文档正文>

▽

通过观察这个文件，不难发现MinerU主要提供三个服务：

1. sglang-server 服务

通过vlm-sglang-client后端连接sglang-server：

docker compose --profile sglang-server up -d

2. Web API 服务

docker compos --profile api up -d

在浏览器中访问 http://<server_ip>:8000/docs 查看API文档。

3. Gradio WebUI 服务

这个服务主要功能是提供了一个可视化界面，用来帮助用户体验MinerU提取PDF、图片信息的效果。

docker compose --profile gradio up -d

在浏览器中访问 http://<server_ip>:7860 使用 Gradio WebUI。

访问 http://<server_ip>:7860/?view=api 使用 Gradio API。

到这里整个MinerU服务就部署完成可以正常使用了，后续想要将 MinerU 投入生产环境中还需要做3个工作：

压力测试，测试最大并发量；
对上传临时文件进行管理，这涉及到二次开发工作。

完成部署只是第一步，后续想要将MinerU集成进现有的系统，还需要对接口进行二次开发，至少需要搞明白sglang的工作原理，然后找到mineru-api这个容器服务的代码，这样才能由二次开发的基础。

随便讲讲

想要保证MinerU服务正常启动，首先需要确保Cuda不低于12.6，但是问题来了，我并没有从国内的镜像站上找到满足版本要求的sglang镜像。docker.io镜像站倒是有，但是这个拉取速度就一言难尽了，所以我尝试自行构建sglang镜像。

首先，从Dockerfile中不难判断出，使用apt 进行包管理，不难判断出这是一个基于Ubuntu或Debian的操作系统，从docker.io镜像站中查找到了对应 tag 为 v0.4.9.post6-cu126 镜像的操作系统版本为 Ubuntu 22.04，因此可以直接将其作为基础镜像，Dockerfile如下：

# 基础镜像：CUDA 12.6 + Ubuntu 22.04
FROM swr.cn-north-4.myhuaweicloud.com/ddn-k8s/docker.io/nvidia/cuda:12.6.3-cudnn-devel-ubuntu22.04

# 设置环境变量
ENV DEBIAN_FRONTEND=noninteractive \
    TZ=Asia/Shanghai \
    PIP_INDEX_URL=https://pypi.tuna.tsinghua.edu.cn/simple

# 换源 & 安装基础依赖
RUN sed -i 's/archive.ubuntu.com/mirrors.tuna.tsinghua.edu.cn/g' /etc/apt/sources.list && \
    sed -i 's/security.ubuntu.com/mirrors.tuna.tsinghua.edu.cn/g' /etc/apt/sources.list && \
    apt-get update && apt-get install -y \
    git \
    curl \
    wget \
    build-essential \
    python3 \
    python3-pip \
    python3-venv \
    ninja-build \
    cmake \
    libnuma1 \
    libglib2.0-0 && \
    && rm -rf /var/lib/apt/lists/*

# 升级 pip
RUN python3 -m pip install --upgrade pip setuptools wheel

# 克隆 sglang 源码
WORKDIR /workspace
# RUN git clone https://gitee.com/mirrors/sglang
COPY sglang-v0.4.9.post6 /workspace/sglang
WORKDIR /workspace/sglang

# 切换到稳定版本（v0.4.9.post6）
# RUN git checkout v0.4.9.post6

# 安装依赖并构建
RUN pip install -e "python[all]"

△

所示记录>
▽

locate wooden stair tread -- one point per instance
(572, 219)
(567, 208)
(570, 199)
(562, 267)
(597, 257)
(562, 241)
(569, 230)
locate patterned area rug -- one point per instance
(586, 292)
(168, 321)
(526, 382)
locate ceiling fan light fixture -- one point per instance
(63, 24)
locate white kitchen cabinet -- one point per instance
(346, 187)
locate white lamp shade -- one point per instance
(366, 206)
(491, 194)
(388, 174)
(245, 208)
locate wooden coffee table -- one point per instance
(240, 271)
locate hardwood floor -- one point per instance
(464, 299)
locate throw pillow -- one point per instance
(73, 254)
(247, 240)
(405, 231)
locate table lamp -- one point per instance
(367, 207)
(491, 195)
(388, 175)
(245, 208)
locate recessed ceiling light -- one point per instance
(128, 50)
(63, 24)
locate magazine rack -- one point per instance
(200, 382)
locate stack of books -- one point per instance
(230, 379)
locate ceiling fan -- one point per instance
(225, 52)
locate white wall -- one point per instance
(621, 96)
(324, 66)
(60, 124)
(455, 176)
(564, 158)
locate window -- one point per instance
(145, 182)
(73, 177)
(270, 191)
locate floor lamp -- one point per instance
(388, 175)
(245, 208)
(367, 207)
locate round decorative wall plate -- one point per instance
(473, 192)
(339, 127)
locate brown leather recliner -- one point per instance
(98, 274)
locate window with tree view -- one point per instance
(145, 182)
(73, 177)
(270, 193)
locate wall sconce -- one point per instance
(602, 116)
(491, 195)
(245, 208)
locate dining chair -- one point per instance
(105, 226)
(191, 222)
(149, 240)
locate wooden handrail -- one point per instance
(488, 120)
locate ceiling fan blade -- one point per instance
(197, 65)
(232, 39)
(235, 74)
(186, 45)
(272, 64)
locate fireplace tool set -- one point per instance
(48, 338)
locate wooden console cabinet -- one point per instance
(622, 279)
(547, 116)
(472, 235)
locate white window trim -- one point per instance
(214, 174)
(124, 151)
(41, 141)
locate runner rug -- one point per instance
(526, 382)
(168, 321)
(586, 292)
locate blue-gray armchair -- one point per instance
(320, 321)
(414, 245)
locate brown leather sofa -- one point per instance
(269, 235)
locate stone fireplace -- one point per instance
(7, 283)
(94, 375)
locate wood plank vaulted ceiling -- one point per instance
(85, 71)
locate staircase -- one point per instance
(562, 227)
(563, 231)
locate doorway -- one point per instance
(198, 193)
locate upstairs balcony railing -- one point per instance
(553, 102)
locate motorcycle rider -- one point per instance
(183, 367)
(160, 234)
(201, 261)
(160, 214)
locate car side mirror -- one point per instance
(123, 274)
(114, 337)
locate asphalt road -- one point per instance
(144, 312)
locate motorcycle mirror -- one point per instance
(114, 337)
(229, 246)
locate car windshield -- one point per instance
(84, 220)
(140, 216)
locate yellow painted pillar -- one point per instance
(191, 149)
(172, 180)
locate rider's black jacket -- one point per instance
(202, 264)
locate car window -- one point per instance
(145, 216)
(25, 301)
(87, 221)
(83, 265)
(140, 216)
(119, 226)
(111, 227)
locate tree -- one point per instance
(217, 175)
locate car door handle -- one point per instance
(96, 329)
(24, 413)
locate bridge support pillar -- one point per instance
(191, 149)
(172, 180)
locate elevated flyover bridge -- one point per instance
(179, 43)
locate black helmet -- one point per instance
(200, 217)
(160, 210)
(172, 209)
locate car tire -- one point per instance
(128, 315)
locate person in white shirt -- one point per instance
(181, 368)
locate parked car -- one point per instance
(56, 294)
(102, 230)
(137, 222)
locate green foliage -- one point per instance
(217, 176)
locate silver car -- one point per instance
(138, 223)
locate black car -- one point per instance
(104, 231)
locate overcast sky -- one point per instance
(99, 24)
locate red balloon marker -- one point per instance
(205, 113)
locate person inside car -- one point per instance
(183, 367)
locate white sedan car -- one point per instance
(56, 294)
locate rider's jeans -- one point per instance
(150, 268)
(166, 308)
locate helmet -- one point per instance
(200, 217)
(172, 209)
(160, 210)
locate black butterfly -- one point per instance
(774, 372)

△
▽

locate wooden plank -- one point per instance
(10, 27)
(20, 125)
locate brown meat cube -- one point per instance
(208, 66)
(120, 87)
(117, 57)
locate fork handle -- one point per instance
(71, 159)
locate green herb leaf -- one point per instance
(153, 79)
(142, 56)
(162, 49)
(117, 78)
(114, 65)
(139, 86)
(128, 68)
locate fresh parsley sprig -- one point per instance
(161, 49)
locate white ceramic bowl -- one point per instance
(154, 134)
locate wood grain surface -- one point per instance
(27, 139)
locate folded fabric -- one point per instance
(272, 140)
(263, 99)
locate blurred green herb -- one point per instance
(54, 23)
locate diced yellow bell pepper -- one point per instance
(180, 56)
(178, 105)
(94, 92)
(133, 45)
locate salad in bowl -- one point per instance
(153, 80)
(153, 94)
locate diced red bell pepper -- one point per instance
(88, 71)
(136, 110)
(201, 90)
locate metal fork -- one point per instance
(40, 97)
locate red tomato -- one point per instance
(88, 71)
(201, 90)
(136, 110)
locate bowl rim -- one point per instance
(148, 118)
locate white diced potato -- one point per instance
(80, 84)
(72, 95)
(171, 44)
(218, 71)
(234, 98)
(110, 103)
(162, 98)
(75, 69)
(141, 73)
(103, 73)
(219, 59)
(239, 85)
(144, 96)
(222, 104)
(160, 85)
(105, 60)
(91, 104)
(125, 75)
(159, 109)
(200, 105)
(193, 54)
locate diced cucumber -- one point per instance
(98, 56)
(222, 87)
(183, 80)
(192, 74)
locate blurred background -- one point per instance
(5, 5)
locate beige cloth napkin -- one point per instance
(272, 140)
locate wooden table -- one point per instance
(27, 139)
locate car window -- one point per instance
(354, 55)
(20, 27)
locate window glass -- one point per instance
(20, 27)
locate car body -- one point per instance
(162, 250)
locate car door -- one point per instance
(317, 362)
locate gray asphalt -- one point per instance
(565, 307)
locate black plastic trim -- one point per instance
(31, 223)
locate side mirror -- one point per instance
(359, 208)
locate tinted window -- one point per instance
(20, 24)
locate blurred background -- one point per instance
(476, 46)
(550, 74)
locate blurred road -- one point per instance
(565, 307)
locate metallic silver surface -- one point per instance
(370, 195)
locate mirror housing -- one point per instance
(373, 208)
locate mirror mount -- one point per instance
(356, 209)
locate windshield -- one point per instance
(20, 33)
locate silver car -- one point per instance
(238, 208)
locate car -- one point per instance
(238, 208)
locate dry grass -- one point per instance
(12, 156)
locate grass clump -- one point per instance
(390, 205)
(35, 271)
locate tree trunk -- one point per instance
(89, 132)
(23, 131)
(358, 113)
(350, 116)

△
▽

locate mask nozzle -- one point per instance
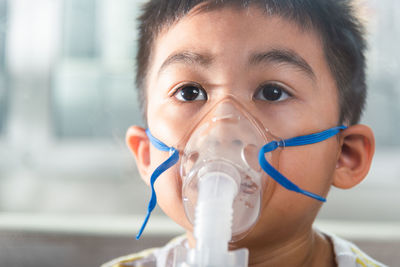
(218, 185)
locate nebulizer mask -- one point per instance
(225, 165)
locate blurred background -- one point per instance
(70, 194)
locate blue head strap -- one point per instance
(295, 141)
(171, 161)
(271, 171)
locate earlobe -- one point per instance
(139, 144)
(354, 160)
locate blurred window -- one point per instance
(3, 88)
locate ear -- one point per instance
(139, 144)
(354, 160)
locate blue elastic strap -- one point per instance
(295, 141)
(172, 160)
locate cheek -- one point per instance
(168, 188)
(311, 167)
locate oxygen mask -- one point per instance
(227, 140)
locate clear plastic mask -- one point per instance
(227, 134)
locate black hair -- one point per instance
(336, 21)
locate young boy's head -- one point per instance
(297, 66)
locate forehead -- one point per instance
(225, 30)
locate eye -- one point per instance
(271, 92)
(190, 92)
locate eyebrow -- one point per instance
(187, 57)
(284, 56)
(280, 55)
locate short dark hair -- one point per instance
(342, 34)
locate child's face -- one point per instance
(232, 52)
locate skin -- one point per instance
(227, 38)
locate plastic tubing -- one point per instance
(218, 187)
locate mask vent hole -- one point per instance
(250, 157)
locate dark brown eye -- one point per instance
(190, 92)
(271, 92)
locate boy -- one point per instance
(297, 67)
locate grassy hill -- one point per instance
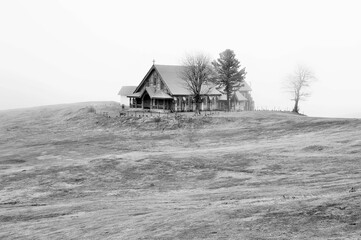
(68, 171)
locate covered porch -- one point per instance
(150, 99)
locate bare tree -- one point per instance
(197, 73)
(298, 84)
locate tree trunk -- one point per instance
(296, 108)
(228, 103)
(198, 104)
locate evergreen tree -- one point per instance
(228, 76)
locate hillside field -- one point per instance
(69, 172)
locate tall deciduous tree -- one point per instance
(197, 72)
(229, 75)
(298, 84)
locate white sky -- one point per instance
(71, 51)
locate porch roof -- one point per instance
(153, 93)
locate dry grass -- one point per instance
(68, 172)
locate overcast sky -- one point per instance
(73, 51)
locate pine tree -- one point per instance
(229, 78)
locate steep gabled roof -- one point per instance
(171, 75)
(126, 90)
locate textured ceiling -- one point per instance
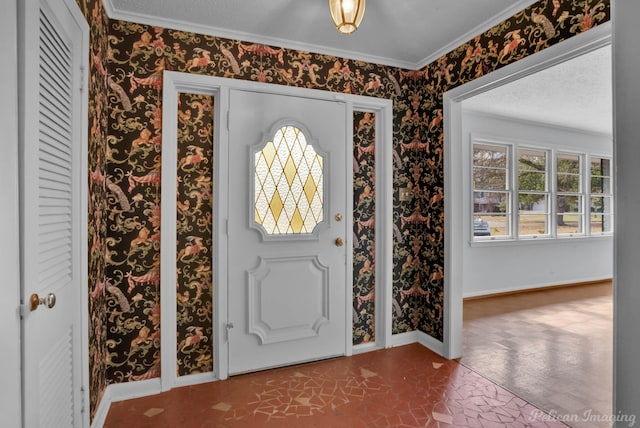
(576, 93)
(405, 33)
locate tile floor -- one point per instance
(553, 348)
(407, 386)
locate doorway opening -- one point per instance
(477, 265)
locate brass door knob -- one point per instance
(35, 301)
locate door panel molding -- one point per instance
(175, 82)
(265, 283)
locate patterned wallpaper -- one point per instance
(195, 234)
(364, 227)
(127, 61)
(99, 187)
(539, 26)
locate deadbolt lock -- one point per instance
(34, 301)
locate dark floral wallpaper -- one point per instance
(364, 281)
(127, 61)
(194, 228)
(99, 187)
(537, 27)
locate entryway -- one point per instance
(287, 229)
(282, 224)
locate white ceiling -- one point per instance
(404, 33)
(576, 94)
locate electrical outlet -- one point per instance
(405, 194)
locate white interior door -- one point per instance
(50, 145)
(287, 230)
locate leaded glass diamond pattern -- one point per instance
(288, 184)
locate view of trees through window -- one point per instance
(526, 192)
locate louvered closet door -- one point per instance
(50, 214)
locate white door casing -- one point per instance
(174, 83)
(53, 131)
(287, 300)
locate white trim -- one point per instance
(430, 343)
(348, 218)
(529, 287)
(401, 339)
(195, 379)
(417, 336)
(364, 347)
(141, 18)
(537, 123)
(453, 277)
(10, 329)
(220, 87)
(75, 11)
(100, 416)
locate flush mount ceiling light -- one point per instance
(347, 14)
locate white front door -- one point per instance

△

续写这篇讲MinerU部署的文章，从它最后一句之后接着往下写。 这些记录取自另一个来源。

任务结果>
# 默认启动交互式 shell
CMD ["/bin/bash"]

这里我是直接将对应版本的sglang源码下载到了本地，因为容器内部没有设置gitee的DNS，这里也可以在执行docker build命令时指定DNS服务器，也可以通过我的方式，不过需要对应修改Dockerfile内容。

开始构建：

docker build -t sglang:v0.4.9.post6-cu126 .

构建好之后，就做好了 MinerU 的基础镜像，就可以开始构建了。

遇到任何问题，先用 docker logs -f 配合一些点点点操作来看看日志，通过日志可以解决很多问题。

不夸张地说，日志分析能力是实施、运维工作中的一大利器。